Write out every record below exactly, so that nothing differs from what is shown.

**** Extracted data ****

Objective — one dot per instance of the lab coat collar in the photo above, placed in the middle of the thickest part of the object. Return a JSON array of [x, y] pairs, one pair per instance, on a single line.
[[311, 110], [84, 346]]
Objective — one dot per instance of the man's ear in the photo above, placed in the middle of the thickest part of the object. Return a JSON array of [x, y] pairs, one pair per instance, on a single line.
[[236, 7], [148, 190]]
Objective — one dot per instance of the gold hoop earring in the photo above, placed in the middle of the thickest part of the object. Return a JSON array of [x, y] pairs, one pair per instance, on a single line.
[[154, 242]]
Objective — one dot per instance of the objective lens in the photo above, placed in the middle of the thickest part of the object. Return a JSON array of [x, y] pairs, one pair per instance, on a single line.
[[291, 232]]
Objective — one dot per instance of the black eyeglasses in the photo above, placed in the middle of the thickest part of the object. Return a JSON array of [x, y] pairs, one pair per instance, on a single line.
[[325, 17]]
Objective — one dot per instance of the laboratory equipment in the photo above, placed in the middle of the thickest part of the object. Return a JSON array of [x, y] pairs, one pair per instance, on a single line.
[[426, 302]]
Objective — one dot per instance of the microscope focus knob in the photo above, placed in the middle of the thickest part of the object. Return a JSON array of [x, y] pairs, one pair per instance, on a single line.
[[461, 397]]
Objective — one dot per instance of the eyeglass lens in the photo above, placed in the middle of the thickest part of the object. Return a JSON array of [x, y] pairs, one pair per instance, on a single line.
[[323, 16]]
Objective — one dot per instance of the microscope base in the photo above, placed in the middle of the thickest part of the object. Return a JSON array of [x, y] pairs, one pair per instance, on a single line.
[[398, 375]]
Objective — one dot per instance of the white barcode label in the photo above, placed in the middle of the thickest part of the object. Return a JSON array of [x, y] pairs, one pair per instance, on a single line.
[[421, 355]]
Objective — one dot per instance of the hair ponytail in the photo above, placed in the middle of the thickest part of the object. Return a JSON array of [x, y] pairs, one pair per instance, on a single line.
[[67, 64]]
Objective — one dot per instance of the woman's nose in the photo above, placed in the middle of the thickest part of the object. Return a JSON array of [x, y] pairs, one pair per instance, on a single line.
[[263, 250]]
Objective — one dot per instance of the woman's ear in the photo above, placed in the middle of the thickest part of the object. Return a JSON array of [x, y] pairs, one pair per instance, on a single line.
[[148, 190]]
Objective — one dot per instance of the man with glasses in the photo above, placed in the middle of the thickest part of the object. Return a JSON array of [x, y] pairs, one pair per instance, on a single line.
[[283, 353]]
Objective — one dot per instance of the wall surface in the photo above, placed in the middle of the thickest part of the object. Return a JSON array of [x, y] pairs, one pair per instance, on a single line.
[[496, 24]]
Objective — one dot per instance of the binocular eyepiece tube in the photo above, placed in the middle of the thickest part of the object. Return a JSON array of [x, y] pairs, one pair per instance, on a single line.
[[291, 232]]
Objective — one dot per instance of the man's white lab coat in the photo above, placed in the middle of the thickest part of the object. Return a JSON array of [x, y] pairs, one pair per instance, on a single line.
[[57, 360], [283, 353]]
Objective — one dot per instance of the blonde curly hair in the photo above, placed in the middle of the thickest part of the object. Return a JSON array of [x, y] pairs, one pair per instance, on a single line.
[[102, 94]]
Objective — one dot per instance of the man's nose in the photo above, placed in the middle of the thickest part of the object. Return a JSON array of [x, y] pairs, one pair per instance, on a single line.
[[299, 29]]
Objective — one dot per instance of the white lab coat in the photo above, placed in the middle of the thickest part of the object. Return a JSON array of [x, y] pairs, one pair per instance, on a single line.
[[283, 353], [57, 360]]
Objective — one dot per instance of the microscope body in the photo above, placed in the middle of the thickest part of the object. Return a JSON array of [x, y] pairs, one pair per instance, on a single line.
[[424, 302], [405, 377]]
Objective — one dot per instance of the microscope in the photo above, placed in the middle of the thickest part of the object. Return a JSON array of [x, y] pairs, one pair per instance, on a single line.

****

* _Solution for this problem_
Objective — one dot per instance of the lab coat collar in the photo above, placed in the middle of the thickest part of the object. Return a JSON array of [x, y] pairs, one pair per instance, on a single line.
[[311, 110], [84, 346]]
Objective — one dot per instance of the man's ear in the photo above, placed in the middle of the thickest part of the object. Return a JSON array of [x, y] pairs, one pair per instance, on a single line.
[[236, 7], [148, 190]]
Objective — one dot per instance of the gold hoop earring in the photo above, placed in the middle of the thickest part of the object. Return a JSON array of [x, y] pairs, one pair per instance, on a single line.
[[154, 242]]
Objective — one dot per instance of the objective lens in the photo above, placed in the middle of the thickest part of the object. Return a JSON array of [x, y] pairs, one pair per instance, on a single line.
[[291, 232]]
Objective — one dot per instance of the black eyeglasses in the photo above, placed in the middle of the thickest part of the object. Return a JSON array of [x, y] pairs, one pair per instance, on a single line.
[[325, 17]]
Objective — one dot per instance of the laboratory equipment in the photo above, placed in the middle of the thickest part of the object. Return a JSON array of [x, y] pairs, one pair per instance, on a single line.
[[426, 302]]
Objective — one dot per instance of the microscope focus knob in the photo above, placed in the middle of the thickest part of the object. Return a JSON array of [x, y] pairs, one pair per instance, on a single line.
[[461, 397]]
Objective — one dot per instance of the eyeglass lens in the photo above, placed in the middle of the thickest part of the object. Return a JSON array of [x, y] pairs, one pair per instance, on a single line.
[[323, 16]]
Objective — one dot per instance of the microscope base in the photo above, placed in the middle of the thickest part of the object. Return a JSON array of [x, y] pairs, one pair per instance, on a single line.
[[398, 375]]
Objective — one dot per instance of the white barcode label in the photo above, placed in the middle of the thickest part of the object. Return a JSON array of [x, y] pairs, one pair per instance, on a single line.
[[421, 355]]
Objective — one dot per instance of the hair ponytail in the photo above, placed in the middle of the thickest part of the object. Return a JSON array of [x, y] pairs, one pair per instance, on a single line.
[[67, 64]]
Objective — one dot per instance of the woman's nose in the photo above, placed in the middle of the thickest part of the object. Return a JSON array of [x, y] pairs, one pair per instance, on a single line.
[[263, 250]]
Objective — one dot per instance of the woman's ear in the photo above, placed in the middle of the thickest part of the object. Return a JSON array of [x, y] pairs, one pair per instance, on a single line.
[[148, 190]]
Objective — one dot per instance of the man with glasses in the photo above, placed in the middle of the thickest part of the object. Return a JSON array of [x, y] pairs, one pair per instance, on a single line.
[[283, 353]]
Objective — one dot per instance of the wall surface in the photo above, placed in the middle of the thickest part of the object. Return a JSON array of [x, y] pairs, one pair per instance, on a single line.
[[496, 24]]
Objective — one dot per instance of the binocular eyepiece tube in the photo above, placed in the middle of the thickest part of the object. Return a JSON array of [x, y] pairs, one pair per instance, on a single line.
[[291, 232]]
Objective — one dot per instance of the man's white lab coat in the photo above, placed in the middle of the thickest part of the object. Return a JSON array of [x, y] pairs, one pair per instance, on a single line.
[[57, 360], [283, 353]]
Objective — one dot per instance of the blonde curly hair in the photo above, placed in the middle of the thickest part of the object. Return a JSON array of [x, y] pairs, one pair per instance, on a single line.
[[102, 94]]
Objective — one dot per instance of the man's nose in the photo above, placed in the middle of the thickest part of the object. Return a JSON array of [x, y] pairs, one pair per instance, on a single line.
[[299, 29]]
Objective — one dot per instance of the white lab coat in the photo above, placed in the middle of the thickest part of the object. Return a JSON array of [x, y] pairs, one pair per instance, on a single line.
[[283, 353], [57, 360]]
Objective — one dot per instance of the microscope body in the photo above, placed in the middle of the thickest part of the object. Return a JSON array of [x, y] pairs, one pair per instance, on a single line.
[[424, 302], [405, 377]]
Objective — one dot per instance of the microscope in the photo above, placed in the middle of the thickest part of the object. Return a JSON array of [x, y] pairs, one pair per instance, on a single line.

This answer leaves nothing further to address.